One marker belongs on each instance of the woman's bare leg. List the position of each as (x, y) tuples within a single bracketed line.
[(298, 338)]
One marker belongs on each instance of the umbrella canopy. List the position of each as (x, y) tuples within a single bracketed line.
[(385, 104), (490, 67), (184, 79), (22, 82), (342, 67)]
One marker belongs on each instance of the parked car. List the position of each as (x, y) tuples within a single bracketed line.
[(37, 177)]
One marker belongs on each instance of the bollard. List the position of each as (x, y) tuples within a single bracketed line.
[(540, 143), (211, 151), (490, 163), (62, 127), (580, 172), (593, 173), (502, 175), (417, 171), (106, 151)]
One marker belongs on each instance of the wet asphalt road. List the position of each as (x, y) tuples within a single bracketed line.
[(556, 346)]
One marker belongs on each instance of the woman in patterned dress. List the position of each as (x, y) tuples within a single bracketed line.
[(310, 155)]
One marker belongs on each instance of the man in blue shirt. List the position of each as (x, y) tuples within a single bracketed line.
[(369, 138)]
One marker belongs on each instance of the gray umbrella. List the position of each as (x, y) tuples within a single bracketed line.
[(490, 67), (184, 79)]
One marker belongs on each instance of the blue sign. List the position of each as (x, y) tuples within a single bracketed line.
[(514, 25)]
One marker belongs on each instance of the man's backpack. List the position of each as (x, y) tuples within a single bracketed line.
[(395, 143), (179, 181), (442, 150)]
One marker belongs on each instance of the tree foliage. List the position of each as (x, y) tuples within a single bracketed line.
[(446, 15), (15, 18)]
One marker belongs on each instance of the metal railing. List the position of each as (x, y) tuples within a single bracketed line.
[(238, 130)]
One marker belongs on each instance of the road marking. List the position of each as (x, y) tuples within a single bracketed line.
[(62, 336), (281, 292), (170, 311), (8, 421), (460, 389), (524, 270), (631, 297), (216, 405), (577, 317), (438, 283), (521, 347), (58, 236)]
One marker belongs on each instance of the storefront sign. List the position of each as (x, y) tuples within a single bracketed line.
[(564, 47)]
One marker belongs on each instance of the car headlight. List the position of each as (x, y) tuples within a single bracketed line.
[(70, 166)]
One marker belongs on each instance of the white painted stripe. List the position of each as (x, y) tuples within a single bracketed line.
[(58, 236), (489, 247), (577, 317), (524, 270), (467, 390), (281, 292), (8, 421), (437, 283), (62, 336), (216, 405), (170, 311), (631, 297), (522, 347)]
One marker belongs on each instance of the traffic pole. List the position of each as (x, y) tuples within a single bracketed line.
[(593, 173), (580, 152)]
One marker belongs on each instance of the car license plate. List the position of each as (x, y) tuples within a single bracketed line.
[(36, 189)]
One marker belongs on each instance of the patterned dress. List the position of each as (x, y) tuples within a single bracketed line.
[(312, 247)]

Exercise instructions
Rewrite all of the lines above, switching every "marker" to "dot" and leaving everything else unchanged.

Exercise output
One dot belongs on each instance of the woman's bare leg. List the position of each as (x, y) tuples within a single bracketed line.
[(298, 338)]
One dot belongs on each instance of the umbrella canopy. List the position of each as (x, y) tuples within a single bracketed line.
[(385, 104), (490, 67), (184, 79), (22, 82), (342, 67)]
One dot belongs on each instance of the parked car. List the position of each as (x, y) tuples within a single bracketed line.
[(37, 177)]
One dot belongs on each instance of the bollard. List the position of each as (x, y) tuples within a single bracketed line.
[(540, 143), (211, 151), (490, 163), (62, 127), (580, 172), (593, 173), (502, 175), (417, 171), (106, 151)]
One dot belongs on each instance of the wet asphalt road. List the position of each as (x, y) tuples within a single bracketed line.
[(556, 346)]
One dot belongs on each instance of the woman in patterned dress. List the position of each as (x, y) tuples within a single bracketed line.
[(310, 155)]
One dot belongs on each instance of the man in blue shirt. List the position of each as (x, y) tuples within a single bracketed line.
[(369, 138)]
One dot belongs on each instance of the gray umbrella. List the position of each as (x, y) tuples within a single bracketed line.
[(490, 67), (184, 79)]
One dot belongs on each instance of the blue sign. List the position of each as (x, y) tuples within a single bracketed line.
[(514, 25)]
One dot belongs on each instance of the man's backpack. List the position of each as (x, y) tuples within a single bracketed line.
[(395, 143), (179, 181), (442, 150)]
One dot belongs on each instance of the tree foliage. List the position of each as (x, y) tuples within a single bracketed line.
[(446, 15), (15, 18)]
One dot belongs on each instance of the metal railing. List the position of each as (x, y) tuples within a single bracketed line.
[(238, 130)]
One dot belongs on each instance of the road marking. List the position of each as (x, y) tuples within a single bracketed line.
[(62, 336), (281, 292), (170, 311), (8, 421), (460, 389), (524, 270), (631, 297), (216, 405), (577, 317), (438, 283), (521, 347), (58, 236)]
One dot belongs on each instance of the storefront sign. List the position of each as (x, y) tuples within a single bracketed line.
[(564, 47)]
One dot belongs on each instance of the car headlight. List the position of each as (x, y) tuples within a single bracketed line.
[(70, 166)]
One dot belongs on each instance of the white painted stripe. List the position of each as (x, y) tuples within a single bracketed line.
[(58, 236), (489, 247), (577, 317), (524, 270), (467, 390), (281, 292), (8, 421), (437, 283), (62, 336), (216, 405), (170, 311), (631, 297), (522, 347)]
One dot belongs on each instance of the traffic pole. List the position of each as (x, y) tuples within a single bracketed line.
[(593, 173), (580, 152)]
One dot belongs on each instance of the car license plate. List the position of each as (x, y) tuples within a single bracketed line.
[(36, 189)]
One dot belongs on each instance of the patterned dress. List the position of each as (x, y) tuples within a single bracketed line.
[(312, 247)]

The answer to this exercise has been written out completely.